*** Begin section ***

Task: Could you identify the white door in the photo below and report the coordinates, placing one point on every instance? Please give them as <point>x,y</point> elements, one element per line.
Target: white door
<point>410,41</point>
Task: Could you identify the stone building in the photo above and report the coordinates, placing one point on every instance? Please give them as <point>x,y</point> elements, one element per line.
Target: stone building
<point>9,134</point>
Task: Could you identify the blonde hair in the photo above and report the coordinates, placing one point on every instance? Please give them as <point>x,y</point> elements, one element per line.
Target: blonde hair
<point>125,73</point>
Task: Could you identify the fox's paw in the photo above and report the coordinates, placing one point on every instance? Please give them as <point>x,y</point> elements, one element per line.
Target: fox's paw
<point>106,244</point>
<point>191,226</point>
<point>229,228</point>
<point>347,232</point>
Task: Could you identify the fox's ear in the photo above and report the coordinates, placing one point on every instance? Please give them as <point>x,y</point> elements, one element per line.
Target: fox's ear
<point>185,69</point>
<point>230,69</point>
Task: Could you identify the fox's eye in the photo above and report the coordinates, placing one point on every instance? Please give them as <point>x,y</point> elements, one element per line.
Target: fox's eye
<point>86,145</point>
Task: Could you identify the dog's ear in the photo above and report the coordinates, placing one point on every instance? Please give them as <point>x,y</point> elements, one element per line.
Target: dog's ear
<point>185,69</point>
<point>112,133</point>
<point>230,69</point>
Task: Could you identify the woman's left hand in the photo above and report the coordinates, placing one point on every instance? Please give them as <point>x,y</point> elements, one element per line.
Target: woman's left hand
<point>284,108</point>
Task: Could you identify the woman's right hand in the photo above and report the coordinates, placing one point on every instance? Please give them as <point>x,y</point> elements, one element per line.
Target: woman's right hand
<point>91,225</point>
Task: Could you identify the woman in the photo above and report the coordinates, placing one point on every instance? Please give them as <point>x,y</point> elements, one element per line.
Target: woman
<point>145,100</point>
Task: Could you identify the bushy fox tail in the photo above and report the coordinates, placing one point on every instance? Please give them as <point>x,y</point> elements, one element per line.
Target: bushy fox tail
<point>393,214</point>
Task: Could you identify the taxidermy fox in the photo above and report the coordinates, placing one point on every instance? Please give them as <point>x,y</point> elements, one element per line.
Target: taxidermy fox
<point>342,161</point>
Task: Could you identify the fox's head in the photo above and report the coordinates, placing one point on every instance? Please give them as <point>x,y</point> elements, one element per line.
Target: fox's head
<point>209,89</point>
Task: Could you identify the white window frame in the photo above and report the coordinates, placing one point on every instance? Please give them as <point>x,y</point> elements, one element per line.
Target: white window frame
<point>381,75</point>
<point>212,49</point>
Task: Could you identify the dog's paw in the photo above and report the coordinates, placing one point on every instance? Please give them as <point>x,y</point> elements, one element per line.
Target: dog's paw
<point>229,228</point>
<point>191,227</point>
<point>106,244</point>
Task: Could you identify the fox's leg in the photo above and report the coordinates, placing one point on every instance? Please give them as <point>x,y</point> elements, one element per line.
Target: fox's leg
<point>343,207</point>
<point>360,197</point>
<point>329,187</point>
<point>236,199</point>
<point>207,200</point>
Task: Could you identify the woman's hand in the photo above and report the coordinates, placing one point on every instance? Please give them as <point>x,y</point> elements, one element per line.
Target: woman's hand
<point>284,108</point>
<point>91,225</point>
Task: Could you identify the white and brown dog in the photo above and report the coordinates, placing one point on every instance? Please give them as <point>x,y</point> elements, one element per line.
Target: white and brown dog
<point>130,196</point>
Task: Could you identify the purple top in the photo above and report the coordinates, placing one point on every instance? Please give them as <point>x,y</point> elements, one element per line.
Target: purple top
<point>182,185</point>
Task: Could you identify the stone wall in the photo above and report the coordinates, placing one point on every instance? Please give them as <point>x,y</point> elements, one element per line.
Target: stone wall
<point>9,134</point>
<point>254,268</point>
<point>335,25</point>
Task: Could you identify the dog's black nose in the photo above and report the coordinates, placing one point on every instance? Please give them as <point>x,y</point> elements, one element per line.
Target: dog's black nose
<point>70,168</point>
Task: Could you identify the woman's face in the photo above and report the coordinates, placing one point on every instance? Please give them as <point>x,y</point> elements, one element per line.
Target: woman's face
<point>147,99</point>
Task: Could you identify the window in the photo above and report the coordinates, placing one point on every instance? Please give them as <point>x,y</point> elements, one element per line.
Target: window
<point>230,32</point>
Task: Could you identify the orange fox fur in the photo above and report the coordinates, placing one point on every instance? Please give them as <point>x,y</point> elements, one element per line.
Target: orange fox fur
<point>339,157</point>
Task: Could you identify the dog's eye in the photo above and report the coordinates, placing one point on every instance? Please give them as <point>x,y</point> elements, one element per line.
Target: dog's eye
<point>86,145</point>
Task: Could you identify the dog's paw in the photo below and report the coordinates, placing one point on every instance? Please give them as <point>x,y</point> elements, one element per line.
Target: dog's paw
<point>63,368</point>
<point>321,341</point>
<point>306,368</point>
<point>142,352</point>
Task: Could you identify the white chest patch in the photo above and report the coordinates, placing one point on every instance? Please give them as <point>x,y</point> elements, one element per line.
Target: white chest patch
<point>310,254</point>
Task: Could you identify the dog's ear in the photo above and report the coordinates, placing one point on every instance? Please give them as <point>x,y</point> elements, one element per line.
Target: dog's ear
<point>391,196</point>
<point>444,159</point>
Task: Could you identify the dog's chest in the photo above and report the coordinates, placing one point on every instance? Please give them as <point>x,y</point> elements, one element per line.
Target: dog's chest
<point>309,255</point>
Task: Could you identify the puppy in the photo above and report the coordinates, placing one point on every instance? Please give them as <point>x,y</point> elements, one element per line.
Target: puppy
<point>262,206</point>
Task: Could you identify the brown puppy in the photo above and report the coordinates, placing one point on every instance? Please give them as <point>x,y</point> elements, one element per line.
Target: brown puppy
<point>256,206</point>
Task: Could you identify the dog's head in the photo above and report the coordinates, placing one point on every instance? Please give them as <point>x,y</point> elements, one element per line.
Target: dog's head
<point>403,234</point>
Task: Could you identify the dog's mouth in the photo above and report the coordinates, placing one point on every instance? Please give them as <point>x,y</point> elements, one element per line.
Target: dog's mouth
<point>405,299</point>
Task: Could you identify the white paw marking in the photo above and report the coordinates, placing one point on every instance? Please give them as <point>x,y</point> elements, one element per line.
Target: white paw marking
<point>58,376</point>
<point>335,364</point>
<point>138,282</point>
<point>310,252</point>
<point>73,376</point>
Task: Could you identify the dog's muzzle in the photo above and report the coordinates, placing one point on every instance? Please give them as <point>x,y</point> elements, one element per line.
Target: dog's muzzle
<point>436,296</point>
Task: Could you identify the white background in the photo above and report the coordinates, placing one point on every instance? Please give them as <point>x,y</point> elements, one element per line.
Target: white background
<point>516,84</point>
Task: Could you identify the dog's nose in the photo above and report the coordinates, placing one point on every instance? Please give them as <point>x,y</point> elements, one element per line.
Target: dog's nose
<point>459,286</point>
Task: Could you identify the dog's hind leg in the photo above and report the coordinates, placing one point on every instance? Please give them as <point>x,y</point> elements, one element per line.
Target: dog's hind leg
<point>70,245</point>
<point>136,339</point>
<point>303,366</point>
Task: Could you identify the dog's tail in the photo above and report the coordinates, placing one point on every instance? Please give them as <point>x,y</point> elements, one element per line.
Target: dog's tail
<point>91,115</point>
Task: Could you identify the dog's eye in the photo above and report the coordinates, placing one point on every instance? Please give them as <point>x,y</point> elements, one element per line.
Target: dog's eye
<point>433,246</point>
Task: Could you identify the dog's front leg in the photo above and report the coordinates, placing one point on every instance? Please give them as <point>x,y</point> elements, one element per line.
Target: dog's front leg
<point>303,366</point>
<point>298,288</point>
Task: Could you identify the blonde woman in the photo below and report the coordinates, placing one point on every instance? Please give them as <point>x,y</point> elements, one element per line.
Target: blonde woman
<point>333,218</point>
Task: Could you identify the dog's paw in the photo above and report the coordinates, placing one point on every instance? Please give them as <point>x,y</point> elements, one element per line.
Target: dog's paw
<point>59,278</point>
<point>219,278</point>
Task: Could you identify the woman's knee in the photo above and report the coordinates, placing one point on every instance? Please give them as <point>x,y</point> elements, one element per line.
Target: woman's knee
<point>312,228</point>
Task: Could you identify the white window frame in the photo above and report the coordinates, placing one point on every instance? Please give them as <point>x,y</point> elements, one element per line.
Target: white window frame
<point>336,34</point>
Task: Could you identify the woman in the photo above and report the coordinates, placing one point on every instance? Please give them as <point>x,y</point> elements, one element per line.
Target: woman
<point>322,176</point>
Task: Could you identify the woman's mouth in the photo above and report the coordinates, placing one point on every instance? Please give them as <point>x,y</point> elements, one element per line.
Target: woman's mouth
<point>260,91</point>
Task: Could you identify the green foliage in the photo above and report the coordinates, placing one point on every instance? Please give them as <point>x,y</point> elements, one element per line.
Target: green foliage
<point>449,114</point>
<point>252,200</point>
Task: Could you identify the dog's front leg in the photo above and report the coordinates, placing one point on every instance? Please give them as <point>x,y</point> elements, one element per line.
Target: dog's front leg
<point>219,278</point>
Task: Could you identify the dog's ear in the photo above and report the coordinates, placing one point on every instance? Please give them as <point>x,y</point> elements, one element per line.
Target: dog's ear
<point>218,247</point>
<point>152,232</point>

*** End section ***

** Your goal **
Filter the lines above so that only those with the string "below" remain, then copy them.

** Task answer **
Task: Could you identify the white door in the photo below and report the coordinates, placing one point on every instance? Please give them as <point>x,y</point> elements, one element per line.
Task: Could you identify the dog's paw in the photo below and report the coordinates, placing one point on every instance? Please give them as <point>x,y</point> elements, one element per line.
Task: Could you identify the blonde woman in the photo below and report the coordinates, placing one point on every instance? Please give them as <point>x,y</point> elements, one element per line.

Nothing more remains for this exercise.